__EXERCISE__: Where the records below reach the line containing "pixel 51 185", start transcribing, and end with the line containing "Category: the tall dry grass", exactly and with nothing else added.

■ ■ ■ ■

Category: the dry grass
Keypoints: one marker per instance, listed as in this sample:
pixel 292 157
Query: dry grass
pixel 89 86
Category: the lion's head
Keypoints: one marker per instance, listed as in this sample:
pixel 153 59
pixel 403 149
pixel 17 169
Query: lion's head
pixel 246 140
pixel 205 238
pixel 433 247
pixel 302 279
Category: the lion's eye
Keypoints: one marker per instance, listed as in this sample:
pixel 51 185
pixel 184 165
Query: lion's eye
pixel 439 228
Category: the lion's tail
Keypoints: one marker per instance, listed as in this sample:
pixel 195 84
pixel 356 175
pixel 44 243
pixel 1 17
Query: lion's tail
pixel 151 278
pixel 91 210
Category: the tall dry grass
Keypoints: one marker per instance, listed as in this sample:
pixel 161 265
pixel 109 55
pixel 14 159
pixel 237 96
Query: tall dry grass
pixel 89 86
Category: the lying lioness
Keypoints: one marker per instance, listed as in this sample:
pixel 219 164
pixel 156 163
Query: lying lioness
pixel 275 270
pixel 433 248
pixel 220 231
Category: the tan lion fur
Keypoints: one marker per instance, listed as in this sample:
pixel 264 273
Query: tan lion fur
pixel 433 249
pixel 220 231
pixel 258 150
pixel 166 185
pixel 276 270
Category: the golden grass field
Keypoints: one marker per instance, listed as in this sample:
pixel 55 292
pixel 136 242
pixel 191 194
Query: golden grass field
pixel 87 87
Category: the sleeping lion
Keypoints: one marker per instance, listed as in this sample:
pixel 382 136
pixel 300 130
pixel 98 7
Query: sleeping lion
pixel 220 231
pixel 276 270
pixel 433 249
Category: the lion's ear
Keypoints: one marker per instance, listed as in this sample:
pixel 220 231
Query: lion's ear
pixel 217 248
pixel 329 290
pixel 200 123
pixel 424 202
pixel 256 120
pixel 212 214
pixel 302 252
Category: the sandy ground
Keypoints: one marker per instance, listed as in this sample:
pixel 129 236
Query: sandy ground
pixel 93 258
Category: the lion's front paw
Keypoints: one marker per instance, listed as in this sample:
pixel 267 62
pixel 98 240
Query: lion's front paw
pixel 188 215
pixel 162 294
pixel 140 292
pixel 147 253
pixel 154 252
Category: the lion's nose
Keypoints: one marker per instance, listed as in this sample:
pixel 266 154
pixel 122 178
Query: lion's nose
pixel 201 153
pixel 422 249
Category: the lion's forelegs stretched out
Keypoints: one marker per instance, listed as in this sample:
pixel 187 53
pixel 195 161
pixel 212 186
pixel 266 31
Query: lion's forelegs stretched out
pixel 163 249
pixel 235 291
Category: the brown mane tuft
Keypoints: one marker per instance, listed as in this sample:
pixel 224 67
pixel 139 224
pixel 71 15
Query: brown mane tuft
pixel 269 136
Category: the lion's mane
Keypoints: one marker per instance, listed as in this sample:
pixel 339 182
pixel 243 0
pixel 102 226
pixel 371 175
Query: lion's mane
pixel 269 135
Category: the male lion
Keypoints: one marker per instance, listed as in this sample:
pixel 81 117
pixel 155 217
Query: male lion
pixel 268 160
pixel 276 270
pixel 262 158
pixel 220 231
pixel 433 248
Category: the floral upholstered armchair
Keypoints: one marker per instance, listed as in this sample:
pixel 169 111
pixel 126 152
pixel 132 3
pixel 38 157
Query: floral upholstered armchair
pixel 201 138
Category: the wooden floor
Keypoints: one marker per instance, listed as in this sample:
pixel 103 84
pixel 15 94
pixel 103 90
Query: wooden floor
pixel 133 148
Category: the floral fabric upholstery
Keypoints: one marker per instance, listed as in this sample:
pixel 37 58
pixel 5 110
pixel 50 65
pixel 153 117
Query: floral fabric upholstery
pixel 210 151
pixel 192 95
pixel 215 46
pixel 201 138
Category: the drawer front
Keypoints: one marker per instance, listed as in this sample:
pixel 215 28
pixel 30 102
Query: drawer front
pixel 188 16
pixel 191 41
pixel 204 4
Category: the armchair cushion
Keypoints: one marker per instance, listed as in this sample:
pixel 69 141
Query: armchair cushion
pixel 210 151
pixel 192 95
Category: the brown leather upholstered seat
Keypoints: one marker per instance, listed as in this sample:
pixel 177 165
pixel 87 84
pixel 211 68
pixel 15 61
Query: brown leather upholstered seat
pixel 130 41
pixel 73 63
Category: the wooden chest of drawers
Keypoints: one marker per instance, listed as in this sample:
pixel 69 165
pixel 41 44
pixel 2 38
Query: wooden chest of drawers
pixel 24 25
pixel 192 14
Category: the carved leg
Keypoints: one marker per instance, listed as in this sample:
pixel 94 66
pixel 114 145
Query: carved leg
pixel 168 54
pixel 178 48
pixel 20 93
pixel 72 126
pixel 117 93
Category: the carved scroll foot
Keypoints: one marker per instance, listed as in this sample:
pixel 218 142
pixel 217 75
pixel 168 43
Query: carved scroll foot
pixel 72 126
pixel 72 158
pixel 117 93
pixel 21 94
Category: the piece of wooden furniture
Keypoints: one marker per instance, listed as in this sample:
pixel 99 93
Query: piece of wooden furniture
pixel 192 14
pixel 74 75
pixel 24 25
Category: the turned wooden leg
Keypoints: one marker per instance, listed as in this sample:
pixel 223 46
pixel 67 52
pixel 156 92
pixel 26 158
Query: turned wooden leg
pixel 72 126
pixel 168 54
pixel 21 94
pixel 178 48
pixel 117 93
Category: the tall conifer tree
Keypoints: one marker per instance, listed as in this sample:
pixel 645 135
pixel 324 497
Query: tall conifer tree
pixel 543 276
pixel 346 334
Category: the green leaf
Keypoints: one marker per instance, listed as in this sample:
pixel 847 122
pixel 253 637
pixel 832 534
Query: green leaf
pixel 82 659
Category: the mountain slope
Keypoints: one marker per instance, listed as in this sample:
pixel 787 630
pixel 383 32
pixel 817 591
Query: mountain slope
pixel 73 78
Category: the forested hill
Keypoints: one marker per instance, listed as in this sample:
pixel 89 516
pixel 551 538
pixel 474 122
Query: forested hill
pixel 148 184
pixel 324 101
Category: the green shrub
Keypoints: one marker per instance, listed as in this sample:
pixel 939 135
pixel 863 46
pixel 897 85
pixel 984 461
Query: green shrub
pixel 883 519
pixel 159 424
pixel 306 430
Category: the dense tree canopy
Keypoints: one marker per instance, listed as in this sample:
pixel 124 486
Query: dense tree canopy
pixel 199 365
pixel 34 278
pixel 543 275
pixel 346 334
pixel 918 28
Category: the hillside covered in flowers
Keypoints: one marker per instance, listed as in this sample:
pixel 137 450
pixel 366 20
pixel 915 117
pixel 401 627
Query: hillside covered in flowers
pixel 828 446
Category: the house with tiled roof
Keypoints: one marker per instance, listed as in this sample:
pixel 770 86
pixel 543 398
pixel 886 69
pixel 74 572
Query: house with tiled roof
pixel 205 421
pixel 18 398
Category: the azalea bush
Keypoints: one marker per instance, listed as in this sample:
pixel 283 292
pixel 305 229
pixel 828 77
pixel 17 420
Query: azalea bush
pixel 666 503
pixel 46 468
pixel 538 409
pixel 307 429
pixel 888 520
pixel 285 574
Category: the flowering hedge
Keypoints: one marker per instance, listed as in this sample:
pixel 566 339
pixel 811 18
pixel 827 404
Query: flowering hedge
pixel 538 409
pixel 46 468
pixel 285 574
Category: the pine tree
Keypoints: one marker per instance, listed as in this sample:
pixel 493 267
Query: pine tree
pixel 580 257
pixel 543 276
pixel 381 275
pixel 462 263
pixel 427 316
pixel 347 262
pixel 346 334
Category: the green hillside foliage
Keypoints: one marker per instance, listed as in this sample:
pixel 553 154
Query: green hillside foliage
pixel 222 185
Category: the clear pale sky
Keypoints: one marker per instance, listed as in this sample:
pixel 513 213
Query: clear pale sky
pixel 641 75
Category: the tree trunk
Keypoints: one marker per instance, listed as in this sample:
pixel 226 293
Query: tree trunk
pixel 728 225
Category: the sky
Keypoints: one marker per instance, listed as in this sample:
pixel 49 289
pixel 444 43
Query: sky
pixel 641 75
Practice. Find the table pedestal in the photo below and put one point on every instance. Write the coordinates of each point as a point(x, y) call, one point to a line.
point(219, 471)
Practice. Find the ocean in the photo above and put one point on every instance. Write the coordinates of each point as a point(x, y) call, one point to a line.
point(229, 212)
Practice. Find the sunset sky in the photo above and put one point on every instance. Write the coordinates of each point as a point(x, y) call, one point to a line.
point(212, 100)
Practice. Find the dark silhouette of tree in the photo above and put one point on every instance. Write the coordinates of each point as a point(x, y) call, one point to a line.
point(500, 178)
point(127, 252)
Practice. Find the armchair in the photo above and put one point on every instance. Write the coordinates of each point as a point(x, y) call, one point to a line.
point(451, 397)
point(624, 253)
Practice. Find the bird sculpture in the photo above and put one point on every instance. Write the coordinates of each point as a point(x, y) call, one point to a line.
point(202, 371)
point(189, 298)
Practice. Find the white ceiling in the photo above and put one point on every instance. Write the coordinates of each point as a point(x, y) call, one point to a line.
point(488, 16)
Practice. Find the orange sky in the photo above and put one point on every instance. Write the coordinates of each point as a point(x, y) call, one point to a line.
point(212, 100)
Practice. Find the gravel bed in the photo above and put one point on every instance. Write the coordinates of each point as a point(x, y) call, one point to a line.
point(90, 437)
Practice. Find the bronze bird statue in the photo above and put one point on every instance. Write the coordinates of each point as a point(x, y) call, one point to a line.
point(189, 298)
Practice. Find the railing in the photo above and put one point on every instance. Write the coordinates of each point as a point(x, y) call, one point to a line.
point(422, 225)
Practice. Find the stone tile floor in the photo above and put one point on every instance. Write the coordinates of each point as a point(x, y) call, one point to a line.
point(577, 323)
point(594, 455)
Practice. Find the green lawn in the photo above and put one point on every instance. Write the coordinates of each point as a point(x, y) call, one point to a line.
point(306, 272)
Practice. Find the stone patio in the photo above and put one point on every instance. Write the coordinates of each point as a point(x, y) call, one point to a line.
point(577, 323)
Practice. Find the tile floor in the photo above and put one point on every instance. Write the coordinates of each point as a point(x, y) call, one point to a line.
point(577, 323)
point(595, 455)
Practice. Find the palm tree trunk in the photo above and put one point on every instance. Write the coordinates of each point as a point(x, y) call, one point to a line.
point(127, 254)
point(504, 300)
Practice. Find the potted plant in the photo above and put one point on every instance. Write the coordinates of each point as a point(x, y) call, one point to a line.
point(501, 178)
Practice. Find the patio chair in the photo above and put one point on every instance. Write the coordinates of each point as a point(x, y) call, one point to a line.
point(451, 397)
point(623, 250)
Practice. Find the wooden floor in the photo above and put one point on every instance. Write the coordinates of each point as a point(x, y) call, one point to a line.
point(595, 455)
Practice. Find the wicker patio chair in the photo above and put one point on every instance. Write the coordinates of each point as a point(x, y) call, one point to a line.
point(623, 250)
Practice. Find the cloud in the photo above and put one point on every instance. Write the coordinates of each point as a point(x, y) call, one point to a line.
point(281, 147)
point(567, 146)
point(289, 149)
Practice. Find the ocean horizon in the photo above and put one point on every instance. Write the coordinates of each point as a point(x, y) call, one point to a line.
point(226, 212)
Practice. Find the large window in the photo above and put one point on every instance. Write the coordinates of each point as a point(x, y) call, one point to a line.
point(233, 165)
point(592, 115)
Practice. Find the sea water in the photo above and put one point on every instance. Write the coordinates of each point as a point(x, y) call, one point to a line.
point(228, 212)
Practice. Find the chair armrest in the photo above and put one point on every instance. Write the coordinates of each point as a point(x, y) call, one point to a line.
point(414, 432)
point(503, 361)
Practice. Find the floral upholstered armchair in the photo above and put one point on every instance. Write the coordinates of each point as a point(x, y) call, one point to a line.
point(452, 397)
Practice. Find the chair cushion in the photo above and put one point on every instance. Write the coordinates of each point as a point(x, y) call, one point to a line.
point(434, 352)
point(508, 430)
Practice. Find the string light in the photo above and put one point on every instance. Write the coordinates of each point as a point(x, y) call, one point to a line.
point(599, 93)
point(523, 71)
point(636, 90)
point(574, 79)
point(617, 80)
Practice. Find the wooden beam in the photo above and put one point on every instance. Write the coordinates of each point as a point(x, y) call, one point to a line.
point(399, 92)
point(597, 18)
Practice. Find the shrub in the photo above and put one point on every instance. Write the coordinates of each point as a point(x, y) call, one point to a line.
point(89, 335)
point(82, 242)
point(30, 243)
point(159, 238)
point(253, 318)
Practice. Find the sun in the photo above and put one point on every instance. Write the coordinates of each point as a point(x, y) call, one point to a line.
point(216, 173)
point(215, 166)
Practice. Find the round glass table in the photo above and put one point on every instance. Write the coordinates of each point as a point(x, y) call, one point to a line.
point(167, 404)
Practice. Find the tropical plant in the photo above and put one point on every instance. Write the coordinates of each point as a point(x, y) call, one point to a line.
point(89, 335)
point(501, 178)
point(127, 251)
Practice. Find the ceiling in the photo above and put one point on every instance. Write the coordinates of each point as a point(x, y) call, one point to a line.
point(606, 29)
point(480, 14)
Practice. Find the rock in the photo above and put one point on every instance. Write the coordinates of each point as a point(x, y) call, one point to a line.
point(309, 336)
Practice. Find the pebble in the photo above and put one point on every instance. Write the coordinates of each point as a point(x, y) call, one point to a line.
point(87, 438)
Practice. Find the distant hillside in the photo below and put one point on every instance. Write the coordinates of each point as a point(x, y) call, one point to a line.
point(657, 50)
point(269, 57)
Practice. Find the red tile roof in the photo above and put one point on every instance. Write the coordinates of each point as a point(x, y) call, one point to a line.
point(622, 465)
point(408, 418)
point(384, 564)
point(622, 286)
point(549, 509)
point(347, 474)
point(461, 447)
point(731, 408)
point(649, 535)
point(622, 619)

■ ■ ■ ■

__EXERCISE RESPONSE__:
pixel 51 185
pixel 184 165
Query: lion's eye
pixel 439 228
Category: the lion's tail
Keypoints: one marker per instance, listed as in this sample:
pixel 195 84
pixel 356 175
pixel 44 243
pixel 1 17
Query: lion's tail
pixel 151 278
pixel 91 210
Category: the tall dry grass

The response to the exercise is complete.